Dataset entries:
● ● ●
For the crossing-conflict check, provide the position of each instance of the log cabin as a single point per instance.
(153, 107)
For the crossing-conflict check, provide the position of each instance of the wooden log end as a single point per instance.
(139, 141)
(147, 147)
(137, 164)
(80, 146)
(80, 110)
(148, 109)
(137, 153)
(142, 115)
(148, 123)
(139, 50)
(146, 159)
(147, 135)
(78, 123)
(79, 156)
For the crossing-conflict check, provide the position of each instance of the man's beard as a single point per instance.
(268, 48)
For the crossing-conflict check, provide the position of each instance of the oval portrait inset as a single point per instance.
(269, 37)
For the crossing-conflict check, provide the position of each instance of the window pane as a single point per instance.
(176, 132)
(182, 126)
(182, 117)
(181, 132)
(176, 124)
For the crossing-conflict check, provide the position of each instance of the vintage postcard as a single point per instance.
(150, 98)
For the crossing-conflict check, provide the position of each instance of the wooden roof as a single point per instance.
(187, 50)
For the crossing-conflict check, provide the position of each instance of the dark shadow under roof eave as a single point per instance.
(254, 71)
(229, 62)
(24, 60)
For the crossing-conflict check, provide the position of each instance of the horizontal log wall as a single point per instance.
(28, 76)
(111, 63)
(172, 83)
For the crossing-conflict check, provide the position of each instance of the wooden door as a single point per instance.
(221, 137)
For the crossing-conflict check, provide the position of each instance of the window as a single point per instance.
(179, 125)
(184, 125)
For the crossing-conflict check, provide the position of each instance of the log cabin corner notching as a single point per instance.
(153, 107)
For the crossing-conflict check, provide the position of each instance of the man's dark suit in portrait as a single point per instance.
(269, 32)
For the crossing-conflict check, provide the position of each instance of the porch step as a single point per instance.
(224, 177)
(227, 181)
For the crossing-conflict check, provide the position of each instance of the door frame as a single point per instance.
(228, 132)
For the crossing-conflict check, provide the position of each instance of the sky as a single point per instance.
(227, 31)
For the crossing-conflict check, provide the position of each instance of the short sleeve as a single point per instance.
● ● ●
Problem details: Print every record above. Keep each one exactly as it is.

Solution:
For the crossing-conflict check, provide the position of each instance of the log cabin as a single point per instance.
(153, 107)
For the crossing-conflict check, provide the position of each instance of the wooden log end as a single point per instance.
(139, 141)
(147, 147)
(137, 164)
(80, 146)
(80, 110)
(148, 109)
(137, 153)
(142, 115)
(148, 123)
(139, 50)
(146, 159)
(147, 135)
(78, 123)
(79, 156)
For the crossing-conflict check, provide the position of each instance of the man's beard as a single point per instance.
(268, 48)
For the crossing-conflict check, provide the position of each instance of the oval portrait inset as a single point per instance.
(269, 37)
For the crossing-conflict check, provide the position of each instance of the window pane as a single point per instance.
(176, 132)
(182, 126)
(182, 117)
(181, 132)
(176, 124)
For the crossing-conflict check, provide the position of each instance of the vintage postcard as a single point per instance.
(150, 98)
For the crossing-conflict check, provide the position of each instance of the wooden roof as a single point per instance.
(187, 50)
For the crossing-conflict check, provide the position of each instance of the dark shadow under roof eave as a single point per instance.
(254, 71)
(229, 62)
(24, 60)
For the crossing-conflict check, provide the position of each instance of the horizontal log wall as a single point per instance.
(28, 76)
(111, 63)
(172, 83)
For the crossing-conflict check, provide the position of each instance of the wooden door as a single point per instance.
(221, 137)
For the crossing-conflict check, provide the position of each instance of the window as a single point per instance.
(179, 125)
(184, 125)
For the crossing-conflict check, provide the position of each instance of the log cabin corner notching as a single point per instance.
(153, 107)
For the crossing-conflict check, provide the position of each instance of the man's dark suit in portrait as a single point per instance.
(269, 32)
For the crossing-conflict check, provide the position of each instance of the porch step as a single point per instance.
(224, 177)
(227, 181)
For the crossing-conflict check, provide the position of each instance of the door frame as a single point per instance.
(228, 132)
For the crossing-conflict check, provide the position of each instance of the sky as a single point per instance.
(227, 31)
For the crossing-conflict check, provide the position of each instance of the short sleeve as a single point per instance.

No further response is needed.